Your goal: Please output all of the rows below word for word, leaving the pictures out of your answer.

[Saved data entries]

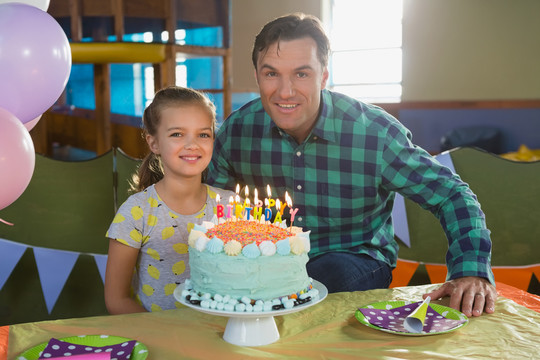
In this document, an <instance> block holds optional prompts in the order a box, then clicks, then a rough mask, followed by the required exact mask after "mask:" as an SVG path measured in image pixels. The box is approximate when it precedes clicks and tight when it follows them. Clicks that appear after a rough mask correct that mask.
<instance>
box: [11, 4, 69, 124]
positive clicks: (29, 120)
mask: <svg viewBox="0 0 540 360" xmlns="http://www.w3.org/2000/svg"><path fill="white" fill-rule="evenodd" d="M70 72H71V48H70V46H69V41H68V39H67V37H66V34H65V33H64V31H63V30H62V28H61V27H60V25H59V24H58V22H56V20H55V19H54V18H53V17H52V16H51V15H49V14H48V13H46V12H45V11H43V10H41V9H38V8H37V7H35V6H31V5H27V4H21V3H5V4H0V84H2V85H1V86H0V107H2V108H4V109H6V110H8V111H9V112H11V113H12V114H13V115H15V116H16V117H17V118H18V119H19V120H20V121H22V122H23V123H26V122H28V121H30V120H33V119H35V118H36V117H37V116H38V115H41V114H43V113H44V112H45V111H47V109H49V108H50V107H51V106H52V105H53V104H54V103H55V101H56V100H58V98H59V97H60V95H61V94H62V92H63V91H64V88H65V87H66V83H67V81H68V78H69V74H70Z"/></svg>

Expected answer:
In this document, an <instance> block holds optional prompts in the order a box, then clicks, then a rough mask, followed by the required exact mask after "mask:" as an SVG path measured in image pixels. The box is approximate when it precedes clicks and tight when it follows them. Clicks that appear after a rough mask correct that mask.
<instance>
box: [11, 4, 69, 124]
positive clicks: (29, 120)
mask: <svg viewBox="0 0 540 360" xmlns="http://www.w3.org/2000/svg"><path fill="white" fill-rule="evenodd" d="M70 72H71V48H70V46H69V41H68V39H67V37H66V34H65V33H64V31H63V30H62V28H61V27H60V25H59V24H58V22H56V20H55V19H54V18H53V17H52V16H51V15H49V14H48V13H46V12H45V11H43V10H41V9H38V8H37V7H35V6H31V5H27V4H21V3H5V4H0V84H2V85H1V86H0V107H2V108H4V109H6V110H8V111H9V112H11V113H12V114H13V115H15V116H16V117H17V118H18V119H19V120H20V121H22V122H23V123H26V122H28V121H30V120H33V119H35V118H36V117H37V116H38V115H41V114H43V113H44V112H45V111H47V109H49V108H50V107H51V106H52V105H53V104H54V103H55V101H56V100H58V98H59V97H60V95H61V94H62V92H63V91H64V88H65V87H66V83H67V81H68V78H69V74H70Z"/></svg>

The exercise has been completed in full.